We can efficiently find an eligible edge with minimum priority if we store all eligible edges in a MinPriorityQueue<TEdgeData, Edge<TNode, TEdgeData>>. Note however, that when we include x in S as a result of removing (w, x) from the queue, it will cause any other eligible edges leading to x to become ineligible, as x will no longer be outside of S. Because removing these edges from the min-priority queue is difficult, we will simply leave them in the queue, and discard them whenever they have minimum priority. This min-priority queue will therefore contain all eligible edges, plus some edges whose endpoints are both in S.

We also need a data structure to keep track of the shortest paths we have found. A convenient way to do this is, for each node to which we have found a shortest path, to keep track of this node’s predecessor on this path. This will allow us to retrieve a shortest path to a node v by starting at v and tracing the path backwards using the predecessor of each node until we reach u. A Dictionary<TNode, TNode> is an ideal choice for this data structure. The keys in the dictionary will be the nodes in S, and the value associated with a key will be that key’s predecessor on a shortest path. For node u, which is in S but has no predecessor on its shortest path, we can associate a value of u itself.

The algorithm begins by adding the key u with the value u to a new dictionary. Because all of the outgoing edges from u are now eligible, it then places each of these edges into the min-priority queue. Because u is the source node of each of these edges, and the shortest path from u to u has length 0, the priority of each of these edges will simply be its length.

Once the above initialization is done, the algorithm enters a loop that iterates as long as the min-priority queue is nonempty. An iteration begins by obtaining the minimum priority p from the min-priority queue, then removing an edge (w, x) with minimum priority. If x is a key in the dictionary, we can ignore this edge and go on to the next iteration. Otherwise, we add to the dictionary the key x with a value of w. Because we now have a shortest path to x, there may be more eligible edges that we need to add to the min-priority queue. These edges will be edges from x that lead to nodes that are not keys in the dictionary; however, because the min-priority queue can contain edges to nodes that are already keys, we can simply add all outgoing edges from x. Because the length of the shortest path to x is p, the priority of each of these outgoing edges is p plus the length of the outgoing edge.

Note that an edge is added to the min-priority queue only when its source is added as a key to the dictionary. Because we can only add a key once, each edge is added to the min-priority queue at most once. Because each iteration removes an edge from the min-priority queue, the min-priority queue must eventually become empty, causing the loop to terminate. When the min-priority queue becomes empty, there can be no eligible edges; hence, when the loop terminates, the algorithm has found a shortest path to every reachable node.

**Data supplied:**
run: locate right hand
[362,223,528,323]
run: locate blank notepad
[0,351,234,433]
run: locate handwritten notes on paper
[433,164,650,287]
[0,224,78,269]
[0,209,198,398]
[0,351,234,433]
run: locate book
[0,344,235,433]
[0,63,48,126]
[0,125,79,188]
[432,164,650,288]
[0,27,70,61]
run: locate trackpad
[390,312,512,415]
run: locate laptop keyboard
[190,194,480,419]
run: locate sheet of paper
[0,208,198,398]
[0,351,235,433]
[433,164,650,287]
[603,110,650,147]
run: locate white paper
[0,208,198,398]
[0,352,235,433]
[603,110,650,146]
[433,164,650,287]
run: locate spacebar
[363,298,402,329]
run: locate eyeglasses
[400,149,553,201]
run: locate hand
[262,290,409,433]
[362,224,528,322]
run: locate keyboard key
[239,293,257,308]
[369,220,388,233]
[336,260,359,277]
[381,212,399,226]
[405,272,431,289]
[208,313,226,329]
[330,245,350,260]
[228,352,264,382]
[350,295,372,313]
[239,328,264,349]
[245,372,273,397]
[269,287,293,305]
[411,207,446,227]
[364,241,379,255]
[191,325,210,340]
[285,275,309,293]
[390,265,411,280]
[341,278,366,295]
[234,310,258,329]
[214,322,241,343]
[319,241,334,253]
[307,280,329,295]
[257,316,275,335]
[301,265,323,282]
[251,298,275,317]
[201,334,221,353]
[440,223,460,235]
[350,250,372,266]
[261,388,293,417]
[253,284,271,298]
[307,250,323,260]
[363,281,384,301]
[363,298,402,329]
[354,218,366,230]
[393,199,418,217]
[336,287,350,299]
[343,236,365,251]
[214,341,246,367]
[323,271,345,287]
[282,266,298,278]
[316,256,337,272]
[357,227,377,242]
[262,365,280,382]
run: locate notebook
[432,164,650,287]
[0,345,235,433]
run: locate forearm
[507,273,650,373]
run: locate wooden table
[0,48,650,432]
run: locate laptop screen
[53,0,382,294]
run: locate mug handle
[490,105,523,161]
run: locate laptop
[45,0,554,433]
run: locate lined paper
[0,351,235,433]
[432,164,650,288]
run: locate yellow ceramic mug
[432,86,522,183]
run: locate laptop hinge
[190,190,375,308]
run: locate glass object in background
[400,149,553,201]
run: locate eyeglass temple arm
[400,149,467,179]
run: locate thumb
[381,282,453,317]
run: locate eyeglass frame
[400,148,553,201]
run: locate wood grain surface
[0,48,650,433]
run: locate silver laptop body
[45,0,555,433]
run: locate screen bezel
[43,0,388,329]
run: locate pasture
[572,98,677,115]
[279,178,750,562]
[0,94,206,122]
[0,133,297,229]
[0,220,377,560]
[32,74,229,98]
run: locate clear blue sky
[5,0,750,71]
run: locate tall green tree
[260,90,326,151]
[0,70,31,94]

**Task instructions:**
1) List every single-letter name that the shortest-path algorithm explanation uses for a node.
2) Carry on with the shortest-path algorithm explanation from the point where it stops.

**Task-by-task results:**
1) u, v, w, x

2)
We can now modify the above algorithm so that it finds a shortest path from u to a given node v. Each time we add a new key to the dictionary, we check to see if this key is v; if so, we return the dictionary immediately. We might also want to return this path’s length, which is the priority of the edge leading to v. In this case, we could return the dictionary as an out parameter. Doing this would allow us to return a special value (e.g., a negative number) if we get through the loop without adding v, as this would indicate that v is unreachable. This modified algorithm is therefore as follows:

• Construct a new dictionary and a new min-priority queue.
• Add to the dictionary the key u with value u.
• If u = v, return 0.
• For each outgoing edge (u, w) from u:
  • Add (u, w) to the min-priority queue with a priority of the length of this edge.
• While the min-priority queue is nonempty:
  • Get the minimum priority p from the min-priority queue.
  • Remove an edge (w, x) with minimum priority from the min-priority queue.
  • If x is not a key in the dictionary:
    • Add to the dictionary the key x with a value of w.
    • If x = v, return p.
    • For each outgoing edge (x, y) from x:
      • Add (x, y) to the min-priority queue with priority p plus the length of (x, y).
• Return a negative value.

The above algorithm computes all of the path information we need, but we still need to extract from the dictionary the shortest path from u to v. Because the value for each key is that key’s predecessor, we can walk backward through this path, starting with v. To get the path in the proper order, we can push the nodes onto a stack; then we can remove them in the proper order. Thus, we can extract the shortest path as follows:

• Construct a new stack.
• Set the current node to v.
• While the current node is not u:
  • Push the current node onto the stack.
  • Set the current node to its value in the dictionary.
• Process u.
• While the stack is not empty:
  • Pop the top node from the stack and process it.

Unweighted Shortest Paths

In some shortest path problems, all edges have the same length. For example, we may be trying to find the shortest path out of a maze. Each cell in the maze is a node, and an edge connects two nodes if we can move between them in a single step. In this problem, we simply want to minimize the number of edges in a path to an exit. We therefore say that the edges are unweighted — they contain no explicit length information, and the length of each edge is considered to be $ 1 $.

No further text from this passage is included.